_EXERCISE DIRECTIONS_
List every line in the material below that contains the string "positive", copying each line in full.

_DATASET CONTENT_

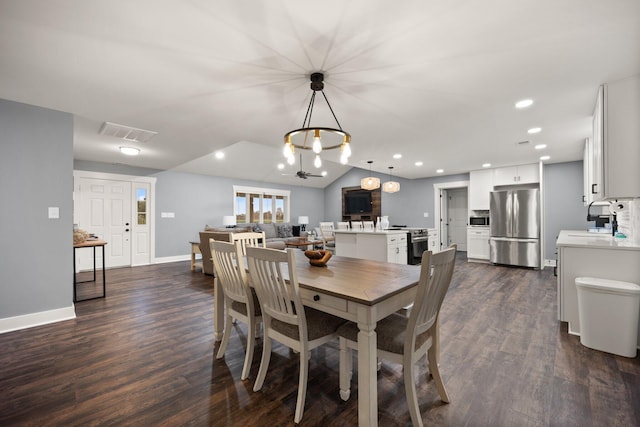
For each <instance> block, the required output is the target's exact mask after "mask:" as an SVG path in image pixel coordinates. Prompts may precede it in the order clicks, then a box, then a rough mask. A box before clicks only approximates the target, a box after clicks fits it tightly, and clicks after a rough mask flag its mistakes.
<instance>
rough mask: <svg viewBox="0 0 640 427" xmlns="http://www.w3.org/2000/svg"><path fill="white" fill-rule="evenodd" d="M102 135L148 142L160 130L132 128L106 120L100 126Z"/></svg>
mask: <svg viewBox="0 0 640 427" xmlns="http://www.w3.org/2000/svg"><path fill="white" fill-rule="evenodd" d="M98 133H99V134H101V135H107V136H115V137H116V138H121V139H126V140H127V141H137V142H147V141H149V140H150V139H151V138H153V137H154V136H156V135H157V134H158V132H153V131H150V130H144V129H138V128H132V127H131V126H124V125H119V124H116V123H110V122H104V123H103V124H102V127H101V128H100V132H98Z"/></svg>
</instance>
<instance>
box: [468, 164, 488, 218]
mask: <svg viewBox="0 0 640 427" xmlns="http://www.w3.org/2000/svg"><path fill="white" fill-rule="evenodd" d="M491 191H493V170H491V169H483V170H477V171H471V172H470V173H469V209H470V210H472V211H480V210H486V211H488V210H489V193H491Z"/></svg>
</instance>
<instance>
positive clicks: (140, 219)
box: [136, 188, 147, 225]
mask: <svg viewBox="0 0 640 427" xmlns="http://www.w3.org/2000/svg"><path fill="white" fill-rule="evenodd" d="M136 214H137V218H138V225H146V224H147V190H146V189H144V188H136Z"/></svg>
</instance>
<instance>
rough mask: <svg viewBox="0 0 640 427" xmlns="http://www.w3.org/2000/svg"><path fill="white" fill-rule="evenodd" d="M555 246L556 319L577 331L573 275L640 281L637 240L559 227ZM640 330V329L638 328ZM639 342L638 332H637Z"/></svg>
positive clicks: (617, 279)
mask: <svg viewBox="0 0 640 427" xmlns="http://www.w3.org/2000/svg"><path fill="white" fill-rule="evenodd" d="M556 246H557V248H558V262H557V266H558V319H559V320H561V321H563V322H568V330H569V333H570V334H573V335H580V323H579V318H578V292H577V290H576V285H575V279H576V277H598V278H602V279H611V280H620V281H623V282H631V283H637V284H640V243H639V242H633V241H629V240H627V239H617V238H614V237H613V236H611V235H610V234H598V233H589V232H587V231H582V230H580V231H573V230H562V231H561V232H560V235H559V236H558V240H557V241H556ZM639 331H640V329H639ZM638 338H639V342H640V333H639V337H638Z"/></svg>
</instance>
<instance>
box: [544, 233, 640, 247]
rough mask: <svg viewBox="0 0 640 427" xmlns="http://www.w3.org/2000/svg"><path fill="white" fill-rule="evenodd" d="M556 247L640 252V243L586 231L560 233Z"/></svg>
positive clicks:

_ANSWER SPACE_
positive clicks: (140, 219)
positive clicks: (617, 279)
positive clicks:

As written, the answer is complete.